• WHAT YOU WILL DO:
Write out each of the following lines word for word, leaving nothing out and changing nothing.
◆ ◆ ◆ ◆ ◆
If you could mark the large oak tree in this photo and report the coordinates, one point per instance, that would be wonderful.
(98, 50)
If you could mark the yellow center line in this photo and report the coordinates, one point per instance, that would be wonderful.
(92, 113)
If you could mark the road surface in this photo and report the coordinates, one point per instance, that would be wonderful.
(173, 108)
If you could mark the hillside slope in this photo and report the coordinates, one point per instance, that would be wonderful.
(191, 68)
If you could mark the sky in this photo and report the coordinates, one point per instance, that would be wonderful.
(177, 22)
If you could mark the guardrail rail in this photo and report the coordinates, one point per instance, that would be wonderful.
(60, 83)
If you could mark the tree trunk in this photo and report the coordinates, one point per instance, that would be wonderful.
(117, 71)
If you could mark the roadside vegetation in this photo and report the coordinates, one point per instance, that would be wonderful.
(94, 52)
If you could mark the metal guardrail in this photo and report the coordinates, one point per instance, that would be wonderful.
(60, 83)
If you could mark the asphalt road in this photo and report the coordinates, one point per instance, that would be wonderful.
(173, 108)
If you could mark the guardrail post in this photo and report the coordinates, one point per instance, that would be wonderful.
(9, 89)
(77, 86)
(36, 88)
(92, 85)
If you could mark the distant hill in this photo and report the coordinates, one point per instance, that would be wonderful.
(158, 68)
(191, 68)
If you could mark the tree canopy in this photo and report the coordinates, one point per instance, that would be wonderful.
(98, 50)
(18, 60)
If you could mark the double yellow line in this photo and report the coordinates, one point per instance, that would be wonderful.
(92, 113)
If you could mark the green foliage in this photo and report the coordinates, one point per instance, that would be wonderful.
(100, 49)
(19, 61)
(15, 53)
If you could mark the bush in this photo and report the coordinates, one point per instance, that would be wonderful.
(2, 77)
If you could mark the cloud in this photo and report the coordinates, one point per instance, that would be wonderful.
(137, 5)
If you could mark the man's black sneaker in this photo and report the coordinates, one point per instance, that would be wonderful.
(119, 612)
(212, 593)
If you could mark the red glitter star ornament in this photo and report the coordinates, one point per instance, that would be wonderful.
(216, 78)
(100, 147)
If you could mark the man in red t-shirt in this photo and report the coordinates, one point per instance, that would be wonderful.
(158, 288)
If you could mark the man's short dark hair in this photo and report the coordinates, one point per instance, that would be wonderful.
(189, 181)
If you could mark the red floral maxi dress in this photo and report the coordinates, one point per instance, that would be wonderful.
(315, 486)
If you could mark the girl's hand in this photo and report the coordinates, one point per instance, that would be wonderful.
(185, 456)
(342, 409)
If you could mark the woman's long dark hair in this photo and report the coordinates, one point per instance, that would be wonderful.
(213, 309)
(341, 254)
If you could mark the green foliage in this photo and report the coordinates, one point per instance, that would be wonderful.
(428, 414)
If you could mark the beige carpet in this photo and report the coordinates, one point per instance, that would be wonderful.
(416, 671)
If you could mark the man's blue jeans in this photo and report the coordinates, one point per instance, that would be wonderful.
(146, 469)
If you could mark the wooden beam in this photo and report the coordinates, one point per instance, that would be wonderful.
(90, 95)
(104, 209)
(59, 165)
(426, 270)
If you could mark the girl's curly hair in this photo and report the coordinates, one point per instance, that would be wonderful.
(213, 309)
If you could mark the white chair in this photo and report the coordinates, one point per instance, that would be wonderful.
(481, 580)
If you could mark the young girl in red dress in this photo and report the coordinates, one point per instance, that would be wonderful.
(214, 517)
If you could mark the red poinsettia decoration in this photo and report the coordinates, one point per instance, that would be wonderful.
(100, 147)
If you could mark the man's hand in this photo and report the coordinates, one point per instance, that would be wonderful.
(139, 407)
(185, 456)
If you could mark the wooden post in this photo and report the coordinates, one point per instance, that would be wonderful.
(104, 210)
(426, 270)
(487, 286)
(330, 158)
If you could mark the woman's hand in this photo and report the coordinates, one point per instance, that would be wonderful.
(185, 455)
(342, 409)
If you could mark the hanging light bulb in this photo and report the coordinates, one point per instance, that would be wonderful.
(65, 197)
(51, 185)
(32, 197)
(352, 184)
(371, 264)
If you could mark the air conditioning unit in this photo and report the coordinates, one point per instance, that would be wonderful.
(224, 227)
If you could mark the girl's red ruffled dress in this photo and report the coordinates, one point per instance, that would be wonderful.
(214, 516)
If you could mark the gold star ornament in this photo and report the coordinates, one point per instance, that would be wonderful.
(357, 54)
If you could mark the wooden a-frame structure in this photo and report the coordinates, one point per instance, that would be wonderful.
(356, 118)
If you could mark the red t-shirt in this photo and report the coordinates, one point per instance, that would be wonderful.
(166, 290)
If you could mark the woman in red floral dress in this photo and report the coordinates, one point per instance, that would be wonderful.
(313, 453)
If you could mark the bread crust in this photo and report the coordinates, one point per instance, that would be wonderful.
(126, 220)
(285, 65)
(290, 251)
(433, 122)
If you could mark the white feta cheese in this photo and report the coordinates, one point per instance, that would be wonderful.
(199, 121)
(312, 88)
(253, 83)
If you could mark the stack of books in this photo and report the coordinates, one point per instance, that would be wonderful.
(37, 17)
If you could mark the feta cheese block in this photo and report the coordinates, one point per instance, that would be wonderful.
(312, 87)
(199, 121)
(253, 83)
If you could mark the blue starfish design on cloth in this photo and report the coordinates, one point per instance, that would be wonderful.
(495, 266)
◆ ◆ ◆ ◆ ◆
• EXPECTED ANSWER:
If you could mark the large oak tree in this photo and report the coordinates, one point per instance, that would be wonderful.
(98, 50)
If you could mark the yellow center line in this photo and report the coordinates, one point per instance, that would be wonderful.
(92, 113)
If you could mark the road surface in this photo and report the coordinates, one point per instance, that would be wonderful.
(173, 108)
If you could mark the hillside slope in this photo and report the coordinates, one point per instance, that would be wonderful.
(191, 68)
If you could mark the sky in this photo and report the coordinates, one point per instance, that would be wonderful.
(177, 22)
If you could mark the guardrail rail in this photo and report the coordinates, one point per instance, that would be wonderful.
(60, 83)
If you could mark the tree trunk in this photo and report the coordinates, one point per instance, that would be wonderful.
(117, 71)
If you could mark the roadside vegetation in this photo and report the coordinates, one point per instance, that would be wonderful.
(94, 52)
If you could mark the metal guardrail in this photo and report the coordinates, one point per instance, that would be wonderful.
(60, 83)
If you could mark the asphalt road in this photo and report the coordinates, one point per instance, that would be wonderful.
(173, 108)
If you could mark the guardrail post in this photo and report the coordinates, one point per instance, that would be wonderful.
(9, 89)
(77, 86)
(36, 88)
(92, 85)
If you could mark the distant hill in this photo and report the coordinates, one point per instance, that would be wonderful.
(158, 68)
(191, 68)
If you could mark the tree canopy in this photo and report the coordinates, one point per instance, that would be wonderful.
(98, 50)
(18, 60)
If you could mark the double yellow line in this photo and report the coordinates, one point per instance, that would be wonderful.
(92, 113)
If you could mark the green foliage in this photo and report the coordinates, one point per instance, that would be wonderful.
(100, 49)
(19, 61)
(15, 53)
If you could mark the bush in this photo and report the coordinates, one point per instance, that would be wonderful.
(2, 77)
If you could mark the cloud in this photo and report the coordinates, one point per instance, that would be wonderful.
(137, 5)
If you could mark the man's black sneaker in this photo and report the coordinates, one point per instance, that would be wonderful.
(119, 612)
(212, 593)
If you could mark the red glitter star ornament in this photo and report the coordinates, one point per instance, that would be wonderful.
(216, 78)
(100, 147)
If you could mark the man in red t-shirt in this photo and report the coordinates, one point per instance, that would be wonderful.
(158, 288)
If you could mark the man's short dark hair in this photo and report the coordinates, one point per instance, that would be wonderful.
(189, 181)
If you could mark the red floral maxi dress in this photo and report the coordinates, one point per instance, that would be wonderful.
(315, 486)
If you could mark the girl's hand in this photo and report the coordinates, one point per instance, that would be wonderful.
(185, 456)
(342, 409)
If you could mark the woman's long dark hair in this photo and report the coordinates, one point per instance, that would be wonderful.
(213, 309)
(341, 254)
If you could mark the green foliage in this photo and report the coordinates, one point per instance, that would be wonderful.
(428, 414)
If you could mark the beige carpet in this photo and report the coordinates, one point per instance, that would be wonderful.
(416, 671)
If you could mark the man's blue jeans in this photo and report the coordinates, one point per instance, that would be wonderful.
(146, 469)
If you could mark the wooden beam in this photo and report the coordinates, one point per instance, that would be wonderful.
(90, 95)
(104, 209)
(59, 165)
(426, 270)
If you could mark the girl's curly hair in this photo and report the coordinates, one point per instance, that would be wonderful.
(213, 309)
If you could mark the white chair in this photo and report the coordinates, one point per instance, that would be wonderful.
(481, 580)
If you could mark the young girl in red dress in this photo and report the coordinates, one point per instance, that would be wonderful.
(214, 517)
If you could mark the red poinsettia decoration in this photo and report the coordinates, one point per instance, that would be wonderful.
(100, 147)
If you could mark the man's hand in this photo and report the coordinates, one point per instance, that would be wonderful.
(139, 407)
(185, 456)
If you could mark the wooden post in this photo and report the coordinates, one point per instance, that would be wonderful.
(104, 210)
(426, 270)
(487, 286)
(330, 158)
If you could mark the woman's hand in this photo and report the coordinates, one point per instance, that would be wonderful.
(185, 455)
(342, 409)
If you could mark the hanging light bulb in this photo and report the coordinates, one point per instance, that would be wonderful.
(65, 197)
(51, 185)
(32, 197)
(352, 184)
(371, 264)
If you could mark the air conditioning unit in this photo and report the coordinates, one point per instance, that would be wonderful.
(224, 227)
If you could mark the girl's red ruffled dress in this photo and report the coordinates, one point per instance, that would be wonderful.
(214, 516)
If you could mark the gold star ornament in this photo and report the coordinates, one point per instance, that would be wonderful.
(357, 54)
If you could mark the wooden a-frame structure in this photo and report the coordinates, one point per instance, that would be wonderful.
(356, 118)
If you could mark the red t-shirt in this photo and report the coordinates, one point per instance, that would be wonderful.
(166, 290)
If you could mark the woman in red floral dress in this photo and report the coordinates, one point per instance, that would be wonderful.
(313, 453)
If you could mark the bread crust in this photo and report the coordinates, one point per instance, that would be wonderful.
(126, 220)
(285, 65)
(290, 251)
(433, 122)
If you could mark the white feta cheese in this photo and report the coordinates, one point per instance, that would be wonderful.
(199, 121)
(312, 88)
(253, 83)
If you could mark the stack of books in this photo and report the coordinates, one point per instance, that would be wonderful.
(37, 17)
If you could mark the feta cheese block in this photo and report the coordinates, one point per instance, that would be wonderful.
(312, 87)
(199, 121)
(253, 83)
If you could mark the blue starfish design on cloth in this photo and report the coordinates, one point per instance, that would be wonderful.
(495, 266)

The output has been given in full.